# EXERCISE DETAILS:
Set down the lines below exactly as they stand, please. Go from the first through the one containing "Query: boy in white shirt".

# STUDY MATERIAL:
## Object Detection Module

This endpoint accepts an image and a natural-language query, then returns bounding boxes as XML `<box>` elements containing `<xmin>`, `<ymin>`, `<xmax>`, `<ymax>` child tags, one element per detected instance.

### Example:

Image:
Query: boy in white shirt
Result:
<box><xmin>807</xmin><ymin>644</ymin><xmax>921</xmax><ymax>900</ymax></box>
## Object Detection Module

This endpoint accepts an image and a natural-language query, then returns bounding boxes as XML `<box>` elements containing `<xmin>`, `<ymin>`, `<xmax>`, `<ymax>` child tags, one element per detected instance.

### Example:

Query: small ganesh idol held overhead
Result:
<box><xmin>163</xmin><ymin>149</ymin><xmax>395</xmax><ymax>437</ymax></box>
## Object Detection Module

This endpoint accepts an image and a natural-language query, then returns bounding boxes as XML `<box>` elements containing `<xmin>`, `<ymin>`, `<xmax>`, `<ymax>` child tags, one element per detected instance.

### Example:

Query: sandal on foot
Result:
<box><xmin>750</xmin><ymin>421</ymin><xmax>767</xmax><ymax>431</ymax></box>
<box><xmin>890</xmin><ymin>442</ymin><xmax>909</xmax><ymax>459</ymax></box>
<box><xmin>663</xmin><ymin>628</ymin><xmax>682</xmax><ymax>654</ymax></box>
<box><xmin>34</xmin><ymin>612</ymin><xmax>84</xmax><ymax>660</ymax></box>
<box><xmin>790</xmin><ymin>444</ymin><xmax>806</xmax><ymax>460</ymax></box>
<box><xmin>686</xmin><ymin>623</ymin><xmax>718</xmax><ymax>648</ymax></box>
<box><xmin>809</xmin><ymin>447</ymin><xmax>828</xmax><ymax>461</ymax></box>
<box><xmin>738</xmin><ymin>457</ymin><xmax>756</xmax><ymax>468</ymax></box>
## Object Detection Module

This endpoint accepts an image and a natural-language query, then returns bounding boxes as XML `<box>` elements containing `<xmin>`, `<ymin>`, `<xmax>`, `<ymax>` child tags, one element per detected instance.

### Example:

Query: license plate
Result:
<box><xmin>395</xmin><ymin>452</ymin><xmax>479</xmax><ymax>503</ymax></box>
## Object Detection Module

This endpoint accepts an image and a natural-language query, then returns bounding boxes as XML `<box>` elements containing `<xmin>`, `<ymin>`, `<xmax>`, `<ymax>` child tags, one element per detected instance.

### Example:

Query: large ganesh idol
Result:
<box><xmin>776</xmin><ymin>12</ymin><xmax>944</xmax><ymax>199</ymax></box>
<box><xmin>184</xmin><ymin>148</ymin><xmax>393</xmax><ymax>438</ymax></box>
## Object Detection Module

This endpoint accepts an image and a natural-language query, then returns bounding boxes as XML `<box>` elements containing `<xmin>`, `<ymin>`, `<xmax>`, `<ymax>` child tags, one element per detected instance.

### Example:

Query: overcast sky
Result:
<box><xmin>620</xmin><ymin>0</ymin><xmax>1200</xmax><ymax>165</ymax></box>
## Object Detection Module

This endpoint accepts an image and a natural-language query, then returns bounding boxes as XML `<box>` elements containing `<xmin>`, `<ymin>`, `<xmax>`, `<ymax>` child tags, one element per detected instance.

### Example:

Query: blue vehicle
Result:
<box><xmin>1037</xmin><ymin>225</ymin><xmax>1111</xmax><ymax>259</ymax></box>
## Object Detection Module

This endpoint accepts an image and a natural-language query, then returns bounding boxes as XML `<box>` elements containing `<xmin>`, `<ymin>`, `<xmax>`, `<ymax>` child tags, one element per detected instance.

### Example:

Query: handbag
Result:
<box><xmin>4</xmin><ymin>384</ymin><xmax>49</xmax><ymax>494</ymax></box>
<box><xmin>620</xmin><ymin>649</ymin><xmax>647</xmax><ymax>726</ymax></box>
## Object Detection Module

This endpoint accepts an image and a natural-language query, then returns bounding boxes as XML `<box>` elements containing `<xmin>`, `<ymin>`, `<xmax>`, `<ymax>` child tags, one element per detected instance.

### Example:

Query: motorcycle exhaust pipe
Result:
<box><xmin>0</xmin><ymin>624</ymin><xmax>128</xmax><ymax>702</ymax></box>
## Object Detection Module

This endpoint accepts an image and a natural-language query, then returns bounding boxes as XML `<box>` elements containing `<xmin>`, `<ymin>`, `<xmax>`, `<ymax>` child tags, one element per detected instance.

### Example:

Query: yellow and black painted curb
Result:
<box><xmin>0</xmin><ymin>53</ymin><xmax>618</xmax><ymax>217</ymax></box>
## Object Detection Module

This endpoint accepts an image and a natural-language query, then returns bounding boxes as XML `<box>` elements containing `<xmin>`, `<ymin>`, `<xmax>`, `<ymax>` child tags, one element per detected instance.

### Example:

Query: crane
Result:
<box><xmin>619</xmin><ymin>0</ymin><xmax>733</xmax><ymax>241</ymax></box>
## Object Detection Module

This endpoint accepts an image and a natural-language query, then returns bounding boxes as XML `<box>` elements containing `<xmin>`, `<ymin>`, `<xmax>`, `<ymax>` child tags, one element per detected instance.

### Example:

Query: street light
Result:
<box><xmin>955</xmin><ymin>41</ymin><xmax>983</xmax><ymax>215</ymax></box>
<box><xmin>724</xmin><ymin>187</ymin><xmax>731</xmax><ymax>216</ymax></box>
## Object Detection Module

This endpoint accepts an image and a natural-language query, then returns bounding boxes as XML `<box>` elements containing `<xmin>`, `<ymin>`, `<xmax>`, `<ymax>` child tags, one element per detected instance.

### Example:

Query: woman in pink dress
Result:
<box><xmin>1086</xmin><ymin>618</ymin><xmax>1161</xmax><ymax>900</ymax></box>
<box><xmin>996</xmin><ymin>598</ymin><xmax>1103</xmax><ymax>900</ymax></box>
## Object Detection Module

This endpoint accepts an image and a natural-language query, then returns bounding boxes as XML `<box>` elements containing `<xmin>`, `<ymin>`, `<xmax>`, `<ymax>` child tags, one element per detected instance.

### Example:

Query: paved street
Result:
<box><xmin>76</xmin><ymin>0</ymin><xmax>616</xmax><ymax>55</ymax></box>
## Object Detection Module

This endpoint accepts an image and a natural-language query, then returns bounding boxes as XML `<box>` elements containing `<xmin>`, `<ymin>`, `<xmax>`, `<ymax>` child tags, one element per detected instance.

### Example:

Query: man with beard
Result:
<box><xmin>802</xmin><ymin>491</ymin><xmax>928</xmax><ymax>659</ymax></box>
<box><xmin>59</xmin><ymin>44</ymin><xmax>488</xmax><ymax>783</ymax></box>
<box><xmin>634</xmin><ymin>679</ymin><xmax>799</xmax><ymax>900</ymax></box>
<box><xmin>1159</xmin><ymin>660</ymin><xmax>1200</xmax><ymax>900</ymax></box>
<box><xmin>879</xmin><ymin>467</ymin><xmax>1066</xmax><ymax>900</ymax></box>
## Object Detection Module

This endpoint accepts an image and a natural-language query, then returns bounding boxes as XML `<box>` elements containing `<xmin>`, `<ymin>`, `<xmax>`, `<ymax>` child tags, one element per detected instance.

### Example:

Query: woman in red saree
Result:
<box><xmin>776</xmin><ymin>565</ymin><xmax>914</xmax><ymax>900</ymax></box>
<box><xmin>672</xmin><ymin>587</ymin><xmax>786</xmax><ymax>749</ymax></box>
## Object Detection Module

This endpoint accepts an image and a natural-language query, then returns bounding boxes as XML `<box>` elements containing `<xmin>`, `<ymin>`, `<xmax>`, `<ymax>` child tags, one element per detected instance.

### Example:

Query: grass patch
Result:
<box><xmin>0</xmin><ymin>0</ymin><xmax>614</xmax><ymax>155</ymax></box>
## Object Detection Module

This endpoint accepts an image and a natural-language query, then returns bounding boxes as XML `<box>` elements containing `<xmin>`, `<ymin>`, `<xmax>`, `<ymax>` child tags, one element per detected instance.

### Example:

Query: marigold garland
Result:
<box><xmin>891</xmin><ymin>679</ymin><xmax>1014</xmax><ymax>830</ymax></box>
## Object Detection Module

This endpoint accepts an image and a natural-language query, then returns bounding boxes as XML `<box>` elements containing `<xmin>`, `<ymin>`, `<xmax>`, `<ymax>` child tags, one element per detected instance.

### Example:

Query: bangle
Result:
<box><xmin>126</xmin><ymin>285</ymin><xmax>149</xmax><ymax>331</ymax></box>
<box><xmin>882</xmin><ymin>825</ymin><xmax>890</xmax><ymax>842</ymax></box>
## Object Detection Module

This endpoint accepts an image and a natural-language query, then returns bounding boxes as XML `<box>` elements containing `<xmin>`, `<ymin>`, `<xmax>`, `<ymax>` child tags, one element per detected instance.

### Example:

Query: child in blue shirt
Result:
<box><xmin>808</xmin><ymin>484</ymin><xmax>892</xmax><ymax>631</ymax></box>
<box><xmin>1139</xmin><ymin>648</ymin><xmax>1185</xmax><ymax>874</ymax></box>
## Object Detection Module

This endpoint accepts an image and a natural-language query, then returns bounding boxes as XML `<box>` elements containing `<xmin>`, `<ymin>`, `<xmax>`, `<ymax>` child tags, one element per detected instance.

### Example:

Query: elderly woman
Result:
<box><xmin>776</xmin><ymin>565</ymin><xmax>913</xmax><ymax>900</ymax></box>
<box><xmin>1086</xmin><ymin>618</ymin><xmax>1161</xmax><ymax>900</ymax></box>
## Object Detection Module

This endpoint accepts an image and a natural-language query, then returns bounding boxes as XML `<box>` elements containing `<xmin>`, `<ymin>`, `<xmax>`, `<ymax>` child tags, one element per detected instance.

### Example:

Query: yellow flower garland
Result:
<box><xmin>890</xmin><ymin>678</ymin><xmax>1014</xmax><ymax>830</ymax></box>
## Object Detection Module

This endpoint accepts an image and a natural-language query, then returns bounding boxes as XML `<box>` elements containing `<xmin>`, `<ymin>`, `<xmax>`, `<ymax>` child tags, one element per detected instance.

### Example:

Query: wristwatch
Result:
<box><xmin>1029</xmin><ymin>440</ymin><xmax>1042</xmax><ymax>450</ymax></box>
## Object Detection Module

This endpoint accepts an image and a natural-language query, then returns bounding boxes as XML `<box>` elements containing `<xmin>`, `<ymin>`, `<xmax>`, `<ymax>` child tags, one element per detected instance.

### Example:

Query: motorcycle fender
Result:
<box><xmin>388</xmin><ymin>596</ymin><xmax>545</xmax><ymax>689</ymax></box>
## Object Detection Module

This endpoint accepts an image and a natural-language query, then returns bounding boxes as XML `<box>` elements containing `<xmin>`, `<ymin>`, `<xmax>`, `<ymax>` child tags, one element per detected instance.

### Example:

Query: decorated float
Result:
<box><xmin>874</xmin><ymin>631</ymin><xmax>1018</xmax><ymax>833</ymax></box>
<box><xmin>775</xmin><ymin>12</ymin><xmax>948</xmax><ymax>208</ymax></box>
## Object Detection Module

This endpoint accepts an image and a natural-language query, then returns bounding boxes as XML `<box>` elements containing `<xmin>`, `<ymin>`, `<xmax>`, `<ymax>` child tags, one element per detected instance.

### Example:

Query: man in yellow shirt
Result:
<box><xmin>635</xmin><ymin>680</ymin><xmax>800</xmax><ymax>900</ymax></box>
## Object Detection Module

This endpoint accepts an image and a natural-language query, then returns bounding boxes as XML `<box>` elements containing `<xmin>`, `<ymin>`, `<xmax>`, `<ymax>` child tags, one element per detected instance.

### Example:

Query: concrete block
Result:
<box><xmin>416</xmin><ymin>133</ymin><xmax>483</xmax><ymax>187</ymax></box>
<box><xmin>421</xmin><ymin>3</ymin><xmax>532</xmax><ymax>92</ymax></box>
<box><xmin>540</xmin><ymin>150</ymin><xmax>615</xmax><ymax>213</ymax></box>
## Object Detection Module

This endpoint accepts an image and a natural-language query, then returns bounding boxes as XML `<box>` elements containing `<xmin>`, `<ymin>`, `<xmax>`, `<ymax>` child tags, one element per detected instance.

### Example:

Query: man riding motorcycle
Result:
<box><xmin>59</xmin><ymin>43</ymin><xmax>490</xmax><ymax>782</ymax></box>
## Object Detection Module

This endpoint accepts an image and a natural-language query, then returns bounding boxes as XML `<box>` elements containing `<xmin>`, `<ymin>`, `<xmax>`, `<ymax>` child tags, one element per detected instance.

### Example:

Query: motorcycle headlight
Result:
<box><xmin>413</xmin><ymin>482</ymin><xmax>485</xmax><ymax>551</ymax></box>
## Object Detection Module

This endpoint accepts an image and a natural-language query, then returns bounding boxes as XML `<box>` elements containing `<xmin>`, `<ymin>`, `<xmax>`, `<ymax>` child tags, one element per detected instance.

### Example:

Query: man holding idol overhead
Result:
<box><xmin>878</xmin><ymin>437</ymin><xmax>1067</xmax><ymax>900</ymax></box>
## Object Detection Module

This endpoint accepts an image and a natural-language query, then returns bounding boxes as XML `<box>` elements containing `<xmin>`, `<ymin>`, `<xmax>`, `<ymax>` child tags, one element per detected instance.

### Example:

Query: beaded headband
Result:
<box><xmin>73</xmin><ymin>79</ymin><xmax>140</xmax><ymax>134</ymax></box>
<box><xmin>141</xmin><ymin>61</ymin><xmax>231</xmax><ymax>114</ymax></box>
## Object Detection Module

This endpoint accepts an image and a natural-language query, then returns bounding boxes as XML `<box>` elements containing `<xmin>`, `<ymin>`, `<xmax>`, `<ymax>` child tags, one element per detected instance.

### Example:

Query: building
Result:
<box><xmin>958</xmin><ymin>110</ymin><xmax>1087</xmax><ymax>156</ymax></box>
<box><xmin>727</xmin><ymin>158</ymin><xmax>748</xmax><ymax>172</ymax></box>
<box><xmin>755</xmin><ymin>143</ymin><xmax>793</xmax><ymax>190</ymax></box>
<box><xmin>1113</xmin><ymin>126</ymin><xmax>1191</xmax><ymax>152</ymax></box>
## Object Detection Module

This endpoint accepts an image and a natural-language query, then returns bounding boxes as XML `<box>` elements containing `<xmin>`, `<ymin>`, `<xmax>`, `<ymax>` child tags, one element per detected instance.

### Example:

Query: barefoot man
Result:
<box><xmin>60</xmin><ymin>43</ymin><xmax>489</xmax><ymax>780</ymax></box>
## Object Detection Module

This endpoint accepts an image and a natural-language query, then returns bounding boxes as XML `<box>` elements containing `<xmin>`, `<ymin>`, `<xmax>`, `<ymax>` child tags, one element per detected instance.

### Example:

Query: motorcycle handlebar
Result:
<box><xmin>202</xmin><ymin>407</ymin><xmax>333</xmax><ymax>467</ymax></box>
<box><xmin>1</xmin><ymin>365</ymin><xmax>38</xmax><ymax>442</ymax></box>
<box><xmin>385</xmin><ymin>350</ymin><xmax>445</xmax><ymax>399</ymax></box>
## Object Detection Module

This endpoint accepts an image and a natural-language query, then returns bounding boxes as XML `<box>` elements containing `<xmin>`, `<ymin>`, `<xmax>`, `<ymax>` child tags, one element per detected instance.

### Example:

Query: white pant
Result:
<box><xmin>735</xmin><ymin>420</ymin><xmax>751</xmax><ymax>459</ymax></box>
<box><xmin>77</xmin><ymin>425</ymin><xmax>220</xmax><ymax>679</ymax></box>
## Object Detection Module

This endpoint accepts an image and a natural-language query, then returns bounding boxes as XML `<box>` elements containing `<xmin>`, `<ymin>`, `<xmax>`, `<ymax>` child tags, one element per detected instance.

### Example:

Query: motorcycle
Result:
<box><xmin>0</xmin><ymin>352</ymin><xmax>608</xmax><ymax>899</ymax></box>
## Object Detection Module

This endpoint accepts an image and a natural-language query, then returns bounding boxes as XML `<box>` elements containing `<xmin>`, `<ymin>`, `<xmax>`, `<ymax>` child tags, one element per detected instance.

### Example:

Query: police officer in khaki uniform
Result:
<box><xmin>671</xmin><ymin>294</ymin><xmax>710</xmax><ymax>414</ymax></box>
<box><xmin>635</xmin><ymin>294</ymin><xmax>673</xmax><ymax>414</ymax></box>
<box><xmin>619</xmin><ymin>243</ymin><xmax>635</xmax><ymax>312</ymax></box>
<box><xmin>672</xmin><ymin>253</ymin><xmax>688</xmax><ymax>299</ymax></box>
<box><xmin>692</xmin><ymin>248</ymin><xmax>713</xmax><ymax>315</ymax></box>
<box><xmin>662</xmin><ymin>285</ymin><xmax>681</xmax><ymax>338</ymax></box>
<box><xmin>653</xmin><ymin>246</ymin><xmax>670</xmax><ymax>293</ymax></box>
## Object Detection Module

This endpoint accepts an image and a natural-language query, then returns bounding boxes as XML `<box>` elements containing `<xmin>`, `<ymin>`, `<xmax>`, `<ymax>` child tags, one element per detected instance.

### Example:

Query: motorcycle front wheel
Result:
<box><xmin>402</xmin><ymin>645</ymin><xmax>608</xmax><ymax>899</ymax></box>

# ANSWER SECTION:
## Object Detection Module

This endpoint accepts an image and a natural-language query, then returns bounding boxes as XML `<box>` elements containing `<xmin>`, `<ymin>`, `<xmax>`, `<ymax>` child tags, one element per detected instance.

### Example:

Image:
Query: boy in white shirt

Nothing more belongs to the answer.